## Work request
Which lines in the records below contain the word "license"? Return each of them.

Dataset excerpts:
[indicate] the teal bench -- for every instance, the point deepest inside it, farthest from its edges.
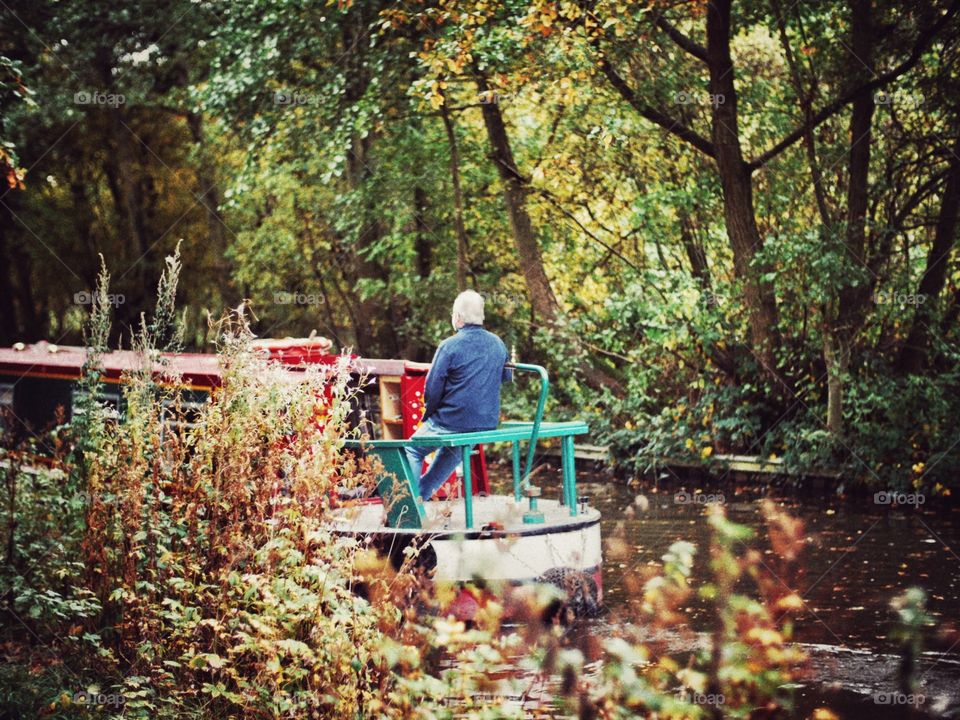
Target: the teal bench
(400, 490)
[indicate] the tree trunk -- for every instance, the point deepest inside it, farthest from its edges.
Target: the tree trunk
(735, 179)
(913, 354)
(836, 355)
(841, 329)
(463, 261)
(542, 299)
(422, 246)
(543, 303)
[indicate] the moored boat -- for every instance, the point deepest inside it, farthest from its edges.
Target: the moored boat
(472, 539)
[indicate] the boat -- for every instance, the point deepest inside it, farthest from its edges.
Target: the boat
(478, 541)
(487, 546)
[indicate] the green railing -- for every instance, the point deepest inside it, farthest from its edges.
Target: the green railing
(400, 489)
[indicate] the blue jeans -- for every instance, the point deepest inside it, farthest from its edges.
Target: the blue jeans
(446, 461)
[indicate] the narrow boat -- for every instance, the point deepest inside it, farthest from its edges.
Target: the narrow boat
(473, 539)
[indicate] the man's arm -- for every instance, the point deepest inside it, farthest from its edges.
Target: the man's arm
(436, 380)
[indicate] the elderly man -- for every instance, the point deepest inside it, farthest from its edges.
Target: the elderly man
(463, 390)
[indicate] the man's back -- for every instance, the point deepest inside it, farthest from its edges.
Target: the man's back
(463, 386)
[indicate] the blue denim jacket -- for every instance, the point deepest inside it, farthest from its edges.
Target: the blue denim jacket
(463, 385)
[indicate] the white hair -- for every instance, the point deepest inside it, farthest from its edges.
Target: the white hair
(469, 307)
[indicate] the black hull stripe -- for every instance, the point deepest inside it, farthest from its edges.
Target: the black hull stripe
(473, 534)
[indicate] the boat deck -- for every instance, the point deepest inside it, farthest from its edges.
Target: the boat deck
(493, 515)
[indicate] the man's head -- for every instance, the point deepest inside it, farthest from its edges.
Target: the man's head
(467, 309)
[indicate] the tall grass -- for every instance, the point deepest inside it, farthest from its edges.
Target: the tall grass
(157, 568)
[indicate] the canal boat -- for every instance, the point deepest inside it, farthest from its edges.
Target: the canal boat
(473, 539)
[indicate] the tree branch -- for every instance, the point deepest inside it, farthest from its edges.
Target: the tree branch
(825, 113)
(684, 42)
(674, 127)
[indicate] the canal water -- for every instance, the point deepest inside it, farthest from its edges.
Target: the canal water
(860, 553)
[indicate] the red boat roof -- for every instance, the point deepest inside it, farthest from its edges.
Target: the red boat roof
(196, 369)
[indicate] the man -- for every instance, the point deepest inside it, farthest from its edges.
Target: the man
(462, 392)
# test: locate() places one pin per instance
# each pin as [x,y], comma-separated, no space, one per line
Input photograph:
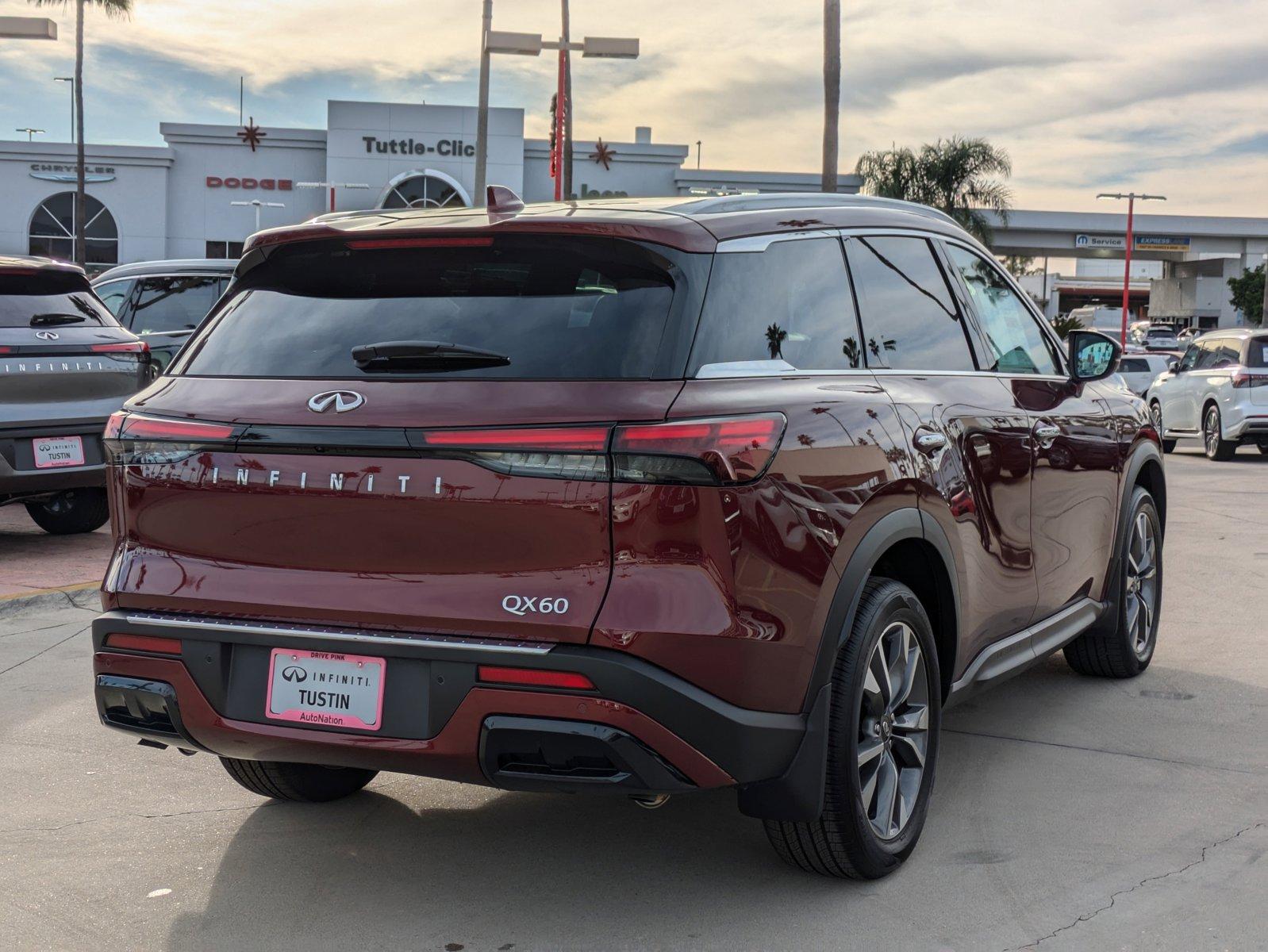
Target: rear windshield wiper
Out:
[56,318]
[425,355]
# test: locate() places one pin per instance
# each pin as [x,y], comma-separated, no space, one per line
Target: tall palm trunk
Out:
[80,190]
[831,91]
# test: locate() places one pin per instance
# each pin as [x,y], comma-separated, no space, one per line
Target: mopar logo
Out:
[341,401]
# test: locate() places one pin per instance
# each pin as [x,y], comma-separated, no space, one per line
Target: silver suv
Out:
[1217,392]
[65,365]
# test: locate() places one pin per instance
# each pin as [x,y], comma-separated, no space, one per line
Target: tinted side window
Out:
[790,302]
[908,316]
[174,303]
[1017,345]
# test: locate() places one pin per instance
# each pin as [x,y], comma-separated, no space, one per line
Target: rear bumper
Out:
[642,731]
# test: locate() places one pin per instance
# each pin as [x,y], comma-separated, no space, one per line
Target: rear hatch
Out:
[316,455]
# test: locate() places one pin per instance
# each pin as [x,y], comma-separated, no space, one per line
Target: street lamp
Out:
[1126,271]
[27,28]
[331,186]
[258,205]
[532,44]
[70,80]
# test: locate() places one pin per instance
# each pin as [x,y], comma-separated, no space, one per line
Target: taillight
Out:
[133,439]
[720,451]
[547,451]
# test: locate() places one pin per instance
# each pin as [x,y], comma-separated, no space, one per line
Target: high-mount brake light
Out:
[532,678]
[720,451]
[439,242]
[555,439]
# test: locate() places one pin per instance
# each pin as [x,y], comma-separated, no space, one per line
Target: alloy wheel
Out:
[893,731]
[1141,583]
[1211,432]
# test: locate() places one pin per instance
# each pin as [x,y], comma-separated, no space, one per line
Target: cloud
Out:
[1166,95]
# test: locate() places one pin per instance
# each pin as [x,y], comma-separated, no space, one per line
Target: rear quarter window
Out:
[557,307]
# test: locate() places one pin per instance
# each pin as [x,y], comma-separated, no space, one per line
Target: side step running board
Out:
[1002,659]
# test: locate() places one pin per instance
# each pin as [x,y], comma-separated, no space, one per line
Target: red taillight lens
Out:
[551,439]
[144,643]
[455,242]
[530,678]
[697,451]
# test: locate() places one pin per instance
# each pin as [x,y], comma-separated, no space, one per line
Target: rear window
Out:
[557,309]
[50,299]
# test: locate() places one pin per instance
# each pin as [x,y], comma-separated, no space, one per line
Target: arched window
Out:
[425,189]
[52,230]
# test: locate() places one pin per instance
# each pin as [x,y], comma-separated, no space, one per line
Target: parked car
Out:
[163,302]
[1216,393]
[65,367]
[1154,336]
[1139,370]
[638,497]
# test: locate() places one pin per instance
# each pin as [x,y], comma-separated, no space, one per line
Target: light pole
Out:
[27,28]
[70,80]
[331,186]
[532,44]
[1126,271]
[258,205]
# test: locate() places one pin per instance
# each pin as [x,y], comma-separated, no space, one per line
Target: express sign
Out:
[216,182]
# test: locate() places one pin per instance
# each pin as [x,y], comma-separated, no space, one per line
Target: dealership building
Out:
[176,201]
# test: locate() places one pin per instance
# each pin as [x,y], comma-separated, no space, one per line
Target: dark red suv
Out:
[636,497]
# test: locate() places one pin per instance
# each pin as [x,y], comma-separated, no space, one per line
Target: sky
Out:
[1085,95]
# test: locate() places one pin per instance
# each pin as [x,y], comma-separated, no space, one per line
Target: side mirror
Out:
[1093,355]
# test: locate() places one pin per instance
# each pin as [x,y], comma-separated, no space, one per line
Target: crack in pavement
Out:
[44,651]
[1113,896]
[136,816]
[1100,750]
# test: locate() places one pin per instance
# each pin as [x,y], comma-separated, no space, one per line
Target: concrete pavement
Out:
[1069,814]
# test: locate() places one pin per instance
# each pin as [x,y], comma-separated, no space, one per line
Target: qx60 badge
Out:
[341,401]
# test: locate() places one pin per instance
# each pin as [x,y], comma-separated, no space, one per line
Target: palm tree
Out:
[112,8]
[959,176]
[831,91]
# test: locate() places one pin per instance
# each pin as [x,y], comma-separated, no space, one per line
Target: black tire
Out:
[1216,447]
[1113,651]
[71,512]
[1155,415]
[301,782]
[843,841]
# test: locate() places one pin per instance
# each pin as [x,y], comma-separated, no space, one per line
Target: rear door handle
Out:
[930,443]
[1047,432]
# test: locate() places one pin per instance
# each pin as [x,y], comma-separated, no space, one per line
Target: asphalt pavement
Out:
[1069,814]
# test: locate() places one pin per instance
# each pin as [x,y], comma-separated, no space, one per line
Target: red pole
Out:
[1126,271]
[561,104]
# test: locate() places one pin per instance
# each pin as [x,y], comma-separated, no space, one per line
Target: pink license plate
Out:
[326,689]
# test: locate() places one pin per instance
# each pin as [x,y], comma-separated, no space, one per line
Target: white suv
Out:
[1217,392]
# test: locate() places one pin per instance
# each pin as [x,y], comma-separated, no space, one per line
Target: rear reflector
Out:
[144,643]
[574,439]
[697,451]
[455,242]
[530,678]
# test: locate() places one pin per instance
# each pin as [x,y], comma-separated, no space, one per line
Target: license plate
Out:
[326,689]
[53,451]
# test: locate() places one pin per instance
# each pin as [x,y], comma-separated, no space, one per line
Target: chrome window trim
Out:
[337,634]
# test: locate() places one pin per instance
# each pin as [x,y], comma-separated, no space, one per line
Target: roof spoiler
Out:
[502,201]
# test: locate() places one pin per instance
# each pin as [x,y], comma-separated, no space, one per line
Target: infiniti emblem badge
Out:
[341,401]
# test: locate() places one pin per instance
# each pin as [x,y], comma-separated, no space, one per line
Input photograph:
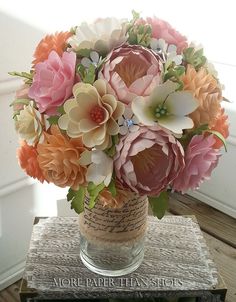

## Response to the exercise
Target: pink license plate
Target: license plate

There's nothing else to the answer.